The remains of the 2003 "Aspen Fire" are plentiful and it is a surprise that after 16 years, so many dead trees still stand. I organized a group hike for those who wanted a hike and escape from the valley temperature. It was a wonderful 67 degrees at the start as we begin our hike from in front of the observatory at 9000' .
I promised the group there would be awesome views at the start and so good were the views that I walked by the Lemmon Rock trail, the 2nd leg of our route. Nice work hike leader! Thus we added an unnecessary mile to the hike.
At times, the trail leads into the forest but soon comes back out for more great rim views.
Once I figured out my error, we turned around and headed back but.....
….new group hiker Christie pushed me and we got ahead of the others so waited and could see.....
….another observatory across the way, a white dot set against the mountains. So many observatories in the region, Kitt Peak, Mount Graham, Mount Hopkins and atop Mount Lemmon. I understand they are oblivious to each others work but gather once every 2 years for a conference.
We regroup and there is some minor grumbling because most of the return to the route is up hill. Very minor grumbling. We begin a fairly steep descent on the Lemmon Rock trail and as I walk, I pass a brushy area and then hear behind me.....
...that distinctive sound of a rattlesnake. Yikes, I had walked by it and perhaps it was napping and I woke it. I took my hiking pole and fished a black rattlesnake out of the brush but it was not keen to stay in the trail and quickly slithered back. I assured my hiking friends they were out of the strike range and they quickly skipped by. This produced a story about a hiking friend who was struck not once but twice by the same snake, 3 weeks ago and is still in the hospital. The damage is so great that he may lose a leg. This being my 15th encounter, stories like this ensure I remain vigilant to the extent that is possible as they are sneaky creatures.
Reaching the Wilderness of Rocks trail we pause for a break and then continue on it to Marshall Gulch saddle. The climb took its toll, along with my unplanned additional distance so two of us bugged out, taking a down hill option to the Marshall Gulch trail head where later they would be picked up. The rest of us proceeded up the Aspen Trail, rather exposed to the sun and way steep. Trees have been slow to regain the slopes here.
Nearing the top, I look back over a portion of where I had come, finish the ascent and walk to.....
….the top of the ski lift where people are arriving so they too can enjoy the views. We regrouped and made the short hike to the car. I finished with 8.3 miles, exactly what I had the previous day hiking Mount Hopkins. Weird how that works some time. Oh and 2100' of climbing.

Referring expression pointing data:
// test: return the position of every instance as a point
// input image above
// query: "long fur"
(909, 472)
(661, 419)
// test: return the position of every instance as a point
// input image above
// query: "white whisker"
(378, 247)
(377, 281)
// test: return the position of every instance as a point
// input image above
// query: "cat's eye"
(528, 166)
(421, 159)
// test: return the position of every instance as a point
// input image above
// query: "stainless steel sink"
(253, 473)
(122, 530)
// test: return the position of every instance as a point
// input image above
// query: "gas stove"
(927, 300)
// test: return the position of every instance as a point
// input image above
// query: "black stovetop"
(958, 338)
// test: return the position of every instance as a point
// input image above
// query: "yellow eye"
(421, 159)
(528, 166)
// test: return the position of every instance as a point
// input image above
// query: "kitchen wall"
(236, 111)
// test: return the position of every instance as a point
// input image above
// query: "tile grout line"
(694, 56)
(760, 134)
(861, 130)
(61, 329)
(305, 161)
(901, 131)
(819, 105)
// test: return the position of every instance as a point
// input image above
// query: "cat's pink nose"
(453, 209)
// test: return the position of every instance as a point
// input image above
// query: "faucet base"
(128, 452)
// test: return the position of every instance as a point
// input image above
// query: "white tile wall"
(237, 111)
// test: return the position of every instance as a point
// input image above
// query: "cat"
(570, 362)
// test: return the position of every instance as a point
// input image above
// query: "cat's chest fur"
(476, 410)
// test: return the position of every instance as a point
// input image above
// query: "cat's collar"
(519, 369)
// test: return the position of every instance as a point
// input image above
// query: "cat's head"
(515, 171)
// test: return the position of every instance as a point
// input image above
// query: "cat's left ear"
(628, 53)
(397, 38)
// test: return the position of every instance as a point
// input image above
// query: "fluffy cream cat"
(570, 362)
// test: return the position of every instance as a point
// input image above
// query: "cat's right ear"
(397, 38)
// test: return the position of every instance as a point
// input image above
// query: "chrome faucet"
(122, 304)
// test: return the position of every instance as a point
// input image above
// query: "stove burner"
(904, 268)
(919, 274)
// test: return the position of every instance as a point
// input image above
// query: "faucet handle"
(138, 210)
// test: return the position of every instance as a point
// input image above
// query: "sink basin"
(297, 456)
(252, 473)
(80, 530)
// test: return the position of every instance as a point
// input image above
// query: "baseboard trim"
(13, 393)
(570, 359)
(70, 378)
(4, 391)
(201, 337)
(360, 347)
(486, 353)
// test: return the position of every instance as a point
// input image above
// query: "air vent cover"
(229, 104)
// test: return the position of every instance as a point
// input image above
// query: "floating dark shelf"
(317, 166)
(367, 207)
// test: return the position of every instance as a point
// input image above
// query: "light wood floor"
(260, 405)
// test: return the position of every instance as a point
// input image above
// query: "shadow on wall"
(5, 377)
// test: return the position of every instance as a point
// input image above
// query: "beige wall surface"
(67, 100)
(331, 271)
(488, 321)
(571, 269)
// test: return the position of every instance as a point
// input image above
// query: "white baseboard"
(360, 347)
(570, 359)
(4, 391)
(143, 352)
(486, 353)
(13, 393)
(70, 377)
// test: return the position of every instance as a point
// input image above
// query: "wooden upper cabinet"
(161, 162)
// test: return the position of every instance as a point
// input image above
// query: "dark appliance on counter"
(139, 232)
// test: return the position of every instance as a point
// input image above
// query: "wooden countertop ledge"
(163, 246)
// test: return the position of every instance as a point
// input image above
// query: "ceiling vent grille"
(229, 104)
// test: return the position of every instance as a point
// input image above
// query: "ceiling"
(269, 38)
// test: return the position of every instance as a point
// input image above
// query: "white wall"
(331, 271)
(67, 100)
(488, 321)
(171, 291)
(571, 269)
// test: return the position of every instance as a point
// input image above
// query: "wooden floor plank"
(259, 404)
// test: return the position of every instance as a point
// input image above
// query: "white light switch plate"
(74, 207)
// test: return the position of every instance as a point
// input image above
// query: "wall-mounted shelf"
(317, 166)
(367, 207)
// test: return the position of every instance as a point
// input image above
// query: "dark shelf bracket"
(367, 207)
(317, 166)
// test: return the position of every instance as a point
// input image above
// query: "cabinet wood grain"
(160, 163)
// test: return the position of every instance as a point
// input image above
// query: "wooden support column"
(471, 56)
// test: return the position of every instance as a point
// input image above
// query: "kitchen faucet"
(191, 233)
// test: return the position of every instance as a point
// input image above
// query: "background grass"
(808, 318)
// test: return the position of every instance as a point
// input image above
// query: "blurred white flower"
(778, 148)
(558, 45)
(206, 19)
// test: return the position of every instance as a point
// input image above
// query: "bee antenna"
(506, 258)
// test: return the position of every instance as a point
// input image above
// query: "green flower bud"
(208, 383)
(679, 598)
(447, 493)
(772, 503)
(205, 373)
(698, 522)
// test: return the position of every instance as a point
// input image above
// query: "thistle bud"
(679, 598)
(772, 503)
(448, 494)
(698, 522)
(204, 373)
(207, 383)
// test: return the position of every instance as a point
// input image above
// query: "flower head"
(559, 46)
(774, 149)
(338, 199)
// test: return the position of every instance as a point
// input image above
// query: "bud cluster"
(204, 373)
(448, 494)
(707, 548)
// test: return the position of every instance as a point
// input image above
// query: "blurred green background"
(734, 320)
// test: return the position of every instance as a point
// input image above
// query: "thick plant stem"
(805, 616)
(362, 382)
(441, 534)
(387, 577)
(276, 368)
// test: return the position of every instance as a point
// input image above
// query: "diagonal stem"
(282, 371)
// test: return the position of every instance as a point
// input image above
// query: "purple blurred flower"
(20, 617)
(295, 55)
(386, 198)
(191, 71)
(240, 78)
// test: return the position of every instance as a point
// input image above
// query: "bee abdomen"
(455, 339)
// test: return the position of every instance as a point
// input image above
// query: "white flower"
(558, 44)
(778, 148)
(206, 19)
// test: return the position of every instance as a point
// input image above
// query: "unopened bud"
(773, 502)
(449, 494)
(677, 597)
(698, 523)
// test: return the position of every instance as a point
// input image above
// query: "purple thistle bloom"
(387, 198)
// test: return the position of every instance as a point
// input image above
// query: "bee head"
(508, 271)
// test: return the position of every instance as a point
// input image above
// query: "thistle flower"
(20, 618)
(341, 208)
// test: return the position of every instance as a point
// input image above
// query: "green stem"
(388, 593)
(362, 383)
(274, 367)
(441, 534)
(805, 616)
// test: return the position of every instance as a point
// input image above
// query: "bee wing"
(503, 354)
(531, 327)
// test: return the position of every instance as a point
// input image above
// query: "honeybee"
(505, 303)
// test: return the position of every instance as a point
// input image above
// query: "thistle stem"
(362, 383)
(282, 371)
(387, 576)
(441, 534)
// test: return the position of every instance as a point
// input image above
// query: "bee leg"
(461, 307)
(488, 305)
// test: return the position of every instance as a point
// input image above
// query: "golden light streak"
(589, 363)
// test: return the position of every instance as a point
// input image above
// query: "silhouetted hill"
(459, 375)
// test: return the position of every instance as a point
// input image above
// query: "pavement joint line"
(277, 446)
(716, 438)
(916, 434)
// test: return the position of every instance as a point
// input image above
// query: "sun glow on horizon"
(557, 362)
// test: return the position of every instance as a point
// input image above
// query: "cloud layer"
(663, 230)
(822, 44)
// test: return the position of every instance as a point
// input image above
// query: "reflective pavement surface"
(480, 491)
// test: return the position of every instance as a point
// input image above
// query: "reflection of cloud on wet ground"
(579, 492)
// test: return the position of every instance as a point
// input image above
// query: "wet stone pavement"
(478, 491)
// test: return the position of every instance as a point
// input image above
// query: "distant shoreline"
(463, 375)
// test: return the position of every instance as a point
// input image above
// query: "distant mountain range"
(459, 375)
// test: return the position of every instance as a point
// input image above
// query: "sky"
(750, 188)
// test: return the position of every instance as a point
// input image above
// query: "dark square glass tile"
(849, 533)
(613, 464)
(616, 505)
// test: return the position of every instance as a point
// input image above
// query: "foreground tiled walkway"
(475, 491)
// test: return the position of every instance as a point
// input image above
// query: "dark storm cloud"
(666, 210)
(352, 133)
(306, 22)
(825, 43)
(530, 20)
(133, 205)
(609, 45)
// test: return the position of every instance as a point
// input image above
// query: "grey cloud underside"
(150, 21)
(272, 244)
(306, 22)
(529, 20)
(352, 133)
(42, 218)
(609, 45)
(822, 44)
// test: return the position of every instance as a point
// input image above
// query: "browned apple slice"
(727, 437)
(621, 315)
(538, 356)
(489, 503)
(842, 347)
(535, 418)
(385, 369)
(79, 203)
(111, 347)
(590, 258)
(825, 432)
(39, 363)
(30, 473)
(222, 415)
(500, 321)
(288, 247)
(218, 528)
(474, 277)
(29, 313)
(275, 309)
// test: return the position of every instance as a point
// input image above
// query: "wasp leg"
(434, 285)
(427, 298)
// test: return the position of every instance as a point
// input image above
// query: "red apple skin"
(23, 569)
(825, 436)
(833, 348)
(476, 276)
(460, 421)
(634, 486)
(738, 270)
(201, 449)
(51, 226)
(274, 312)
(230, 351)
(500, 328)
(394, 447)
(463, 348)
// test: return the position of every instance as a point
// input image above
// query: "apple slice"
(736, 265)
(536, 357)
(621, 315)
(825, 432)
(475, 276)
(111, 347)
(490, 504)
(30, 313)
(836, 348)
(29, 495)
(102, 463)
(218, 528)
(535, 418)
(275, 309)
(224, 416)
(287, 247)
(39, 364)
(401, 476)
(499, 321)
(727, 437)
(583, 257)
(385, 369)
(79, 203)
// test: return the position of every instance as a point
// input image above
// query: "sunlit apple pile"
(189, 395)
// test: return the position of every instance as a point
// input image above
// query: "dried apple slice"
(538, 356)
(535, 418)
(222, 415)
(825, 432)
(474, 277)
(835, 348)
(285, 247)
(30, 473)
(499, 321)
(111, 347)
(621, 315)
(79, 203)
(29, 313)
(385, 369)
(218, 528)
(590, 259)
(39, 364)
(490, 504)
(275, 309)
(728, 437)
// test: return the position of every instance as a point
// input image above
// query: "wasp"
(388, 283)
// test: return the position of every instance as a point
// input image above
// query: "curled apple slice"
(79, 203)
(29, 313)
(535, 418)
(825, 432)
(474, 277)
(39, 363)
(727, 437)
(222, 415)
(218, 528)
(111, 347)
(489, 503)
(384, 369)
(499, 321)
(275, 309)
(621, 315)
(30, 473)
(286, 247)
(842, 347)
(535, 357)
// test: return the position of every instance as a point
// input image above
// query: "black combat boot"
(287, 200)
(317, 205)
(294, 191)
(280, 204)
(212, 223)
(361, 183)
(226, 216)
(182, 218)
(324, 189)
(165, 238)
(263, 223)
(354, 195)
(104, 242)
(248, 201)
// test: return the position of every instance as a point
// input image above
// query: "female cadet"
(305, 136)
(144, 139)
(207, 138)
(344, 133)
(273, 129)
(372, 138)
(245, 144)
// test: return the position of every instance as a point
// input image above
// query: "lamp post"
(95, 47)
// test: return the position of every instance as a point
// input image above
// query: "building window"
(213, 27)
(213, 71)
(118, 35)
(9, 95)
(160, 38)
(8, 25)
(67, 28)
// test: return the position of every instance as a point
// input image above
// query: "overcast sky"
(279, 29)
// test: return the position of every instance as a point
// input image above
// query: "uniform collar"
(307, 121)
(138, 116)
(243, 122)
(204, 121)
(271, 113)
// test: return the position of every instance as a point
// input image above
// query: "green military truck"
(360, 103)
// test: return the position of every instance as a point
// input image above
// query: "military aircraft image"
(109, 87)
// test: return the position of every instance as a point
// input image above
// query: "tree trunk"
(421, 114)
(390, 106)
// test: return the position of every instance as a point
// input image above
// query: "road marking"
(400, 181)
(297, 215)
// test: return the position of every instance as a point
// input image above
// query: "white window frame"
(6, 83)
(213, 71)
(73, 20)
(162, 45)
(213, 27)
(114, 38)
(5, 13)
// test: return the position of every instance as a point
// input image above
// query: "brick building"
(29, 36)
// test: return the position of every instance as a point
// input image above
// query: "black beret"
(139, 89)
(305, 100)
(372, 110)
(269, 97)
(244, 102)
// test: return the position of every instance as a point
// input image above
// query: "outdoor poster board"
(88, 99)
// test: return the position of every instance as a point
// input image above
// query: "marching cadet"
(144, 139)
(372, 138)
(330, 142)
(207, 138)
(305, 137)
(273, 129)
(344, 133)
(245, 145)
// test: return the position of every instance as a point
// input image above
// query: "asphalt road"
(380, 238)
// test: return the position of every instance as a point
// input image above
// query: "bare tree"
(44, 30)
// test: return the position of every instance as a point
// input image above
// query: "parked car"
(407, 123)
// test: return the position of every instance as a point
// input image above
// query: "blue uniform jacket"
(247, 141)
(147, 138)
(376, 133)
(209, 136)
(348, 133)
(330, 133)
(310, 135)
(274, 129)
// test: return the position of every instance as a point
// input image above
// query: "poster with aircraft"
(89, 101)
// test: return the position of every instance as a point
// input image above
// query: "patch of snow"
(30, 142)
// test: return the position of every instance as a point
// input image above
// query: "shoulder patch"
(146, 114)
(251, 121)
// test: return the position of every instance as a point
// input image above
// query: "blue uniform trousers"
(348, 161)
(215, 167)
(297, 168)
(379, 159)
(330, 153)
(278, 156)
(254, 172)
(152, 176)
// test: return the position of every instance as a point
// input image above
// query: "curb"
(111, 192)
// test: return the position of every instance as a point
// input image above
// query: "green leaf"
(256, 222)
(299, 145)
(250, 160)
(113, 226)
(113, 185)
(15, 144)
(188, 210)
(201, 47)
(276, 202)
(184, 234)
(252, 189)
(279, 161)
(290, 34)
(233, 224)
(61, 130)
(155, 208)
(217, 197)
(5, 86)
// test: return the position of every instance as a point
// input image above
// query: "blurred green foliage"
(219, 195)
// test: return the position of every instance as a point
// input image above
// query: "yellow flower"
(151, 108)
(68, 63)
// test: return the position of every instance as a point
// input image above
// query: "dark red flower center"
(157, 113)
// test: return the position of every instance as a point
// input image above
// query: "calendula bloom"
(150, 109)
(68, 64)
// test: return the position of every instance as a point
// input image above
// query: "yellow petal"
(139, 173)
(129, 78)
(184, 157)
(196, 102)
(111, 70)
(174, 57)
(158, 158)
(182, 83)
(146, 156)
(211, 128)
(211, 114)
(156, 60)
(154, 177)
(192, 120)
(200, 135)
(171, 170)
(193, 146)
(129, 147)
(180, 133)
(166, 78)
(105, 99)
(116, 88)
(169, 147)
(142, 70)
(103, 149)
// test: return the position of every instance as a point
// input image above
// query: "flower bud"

> [EXERCISE 1]:
Condense the paragraph of the hike report that begins "Reaching the Wilderness of Rocks trail" into a short bulleted list that keeps its main facts.
> [EXERCISE 2]:
Reproduce the hike report word for word, starting at the words "The remains of" and stopping after "great rim views.".

> [EXERCISE ANSWER 1]:
- At the Wilderness of Rocks trail, the group took a break and then followed that trail to Marshall Gulch saddle.
- The climb and the unplanned extra distance wore people down, so two hikers took a downhill option to the Marshall Gulch trail head to be picked up later.
- The others continued up the Aspen Trail, which was very steep and exposed to the sun.
- Trees have been slow to return to the slopes there.

> [EXERCISE ANSWER 2]:
The remains of the 2003 "Aspen Fire" are plentiful and it is a surprise that after 16 years, so many dead trees still stand. I organized a group hike for those who wanted a hike and escape from the valley temperature. It was a wonderful 67 degrees at the start as we begin our hike from in front of the observatory at 9000' .
I promised the group there would be awesome views at the start and so good were the views that I walked by the Lemmon Rock trail, the 2nd leg of our route. Nice work hike leader! Thus we added an unnecessary mile to the hike.
At times, the trail leads into the forest but soon comes back out for more great rim views.